* [GIVEN TASK] In the hotel review below, who is said to have first met in Courcelles-sur-Vesle?

* [SELECTED EXCERPT]
From first to last, it was sumptuous to be cosseted with quality and the best service of last month's trip to the continent. The Gourmet's Choice package at the Château de Courcelles-sur-Vesle included everything from a welcome cake awaiting us in our half-timbered suite to a dinner of endless delight. To the last, they made us welcome, with freshly-baked cookies and bottles of water for the road on departure. It was easily the best hotel hotel of the trip, and not even the most expensive at that. (The other hotel which was a splash-out was a disappointment after this one.) Best of all, dinner lived up to the expectations set by the rest of the place.

In the midst of Champagne's endless fields of potatoes, wheat, and cabbage, villages are pockets of trees and character. Courcelles-sur-Vesle is a town with history - it's where Napoleon first met Josephine, arriving in her carriage - and the one-time manor house, now hotel, is deeply a part of it. Now a walled-off oasis, the closed service gates still give on to the compact town's main street. Its inner tranquility includes gardens; a heated outdoor pool, steaming on a cool fall day; fields for horses; and a lovely canalized stream, whose reflections at sunset provided some of the best photographs of the trip.

We began our dinner in the comfortable lounge with flutes of champagne from the Domaine de Picquard, a small champagne producer. Nibbles includes a foam of salmon and freshly-baked bread sticks. We didn't have to choose dinner - the choice of meal came with the package - but they were entirely willing, as a good restaurant should be, to adapt it to our requirements, i.e. no fish for C.

[Stored dataset entries]
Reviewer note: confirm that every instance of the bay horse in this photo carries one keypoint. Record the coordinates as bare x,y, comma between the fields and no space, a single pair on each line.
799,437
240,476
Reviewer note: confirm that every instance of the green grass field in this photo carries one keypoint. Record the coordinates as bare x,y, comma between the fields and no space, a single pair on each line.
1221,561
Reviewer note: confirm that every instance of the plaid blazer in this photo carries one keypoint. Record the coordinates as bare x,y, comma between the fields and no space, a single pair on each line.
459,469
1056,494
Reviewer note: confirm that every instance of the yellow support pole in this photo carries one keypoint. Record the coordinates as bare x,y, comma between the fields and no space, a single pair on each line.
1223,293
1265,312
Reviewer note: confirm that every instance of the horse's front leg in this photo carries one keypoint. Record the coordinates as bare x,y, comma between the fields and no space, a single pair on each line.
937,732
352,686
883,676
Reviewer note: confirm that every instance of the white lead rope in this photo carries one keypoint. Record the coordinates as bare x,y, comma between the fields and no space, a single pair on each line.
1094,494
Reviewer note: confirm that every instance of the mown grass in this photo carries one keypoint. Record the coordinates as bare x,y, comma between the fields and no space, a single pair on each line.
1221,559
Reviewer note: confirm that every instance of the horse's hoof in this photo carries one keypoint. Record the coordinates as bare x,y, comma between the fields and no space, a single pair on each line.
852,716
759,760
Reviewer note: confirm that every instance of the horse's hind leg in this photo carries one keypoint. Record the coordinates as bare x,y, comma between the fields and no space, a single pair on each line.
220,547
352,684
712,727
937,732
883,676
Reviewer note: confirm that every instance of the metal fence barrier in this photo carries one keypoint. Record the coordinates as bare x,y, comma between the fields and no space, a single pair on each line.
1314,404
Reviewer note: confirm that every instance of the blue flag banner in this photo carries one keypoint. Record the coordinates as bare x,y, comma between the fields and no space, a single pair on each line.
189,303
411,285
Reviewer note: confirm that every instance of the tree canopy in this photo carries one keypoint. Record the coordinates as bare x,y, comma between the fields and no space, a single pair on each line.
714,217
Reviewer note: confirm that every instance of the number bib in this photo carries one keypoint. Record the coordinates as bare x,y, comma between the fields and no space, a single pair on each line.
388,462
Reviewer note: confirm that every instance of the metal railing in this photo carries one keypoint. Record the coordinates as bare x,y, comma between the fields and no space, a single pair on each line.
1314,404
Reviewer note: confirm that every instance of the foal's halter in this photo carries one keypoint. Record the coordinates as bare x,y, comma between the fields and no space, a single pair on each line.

* [EXPECTED ANSWER] Napoleon and Josephine.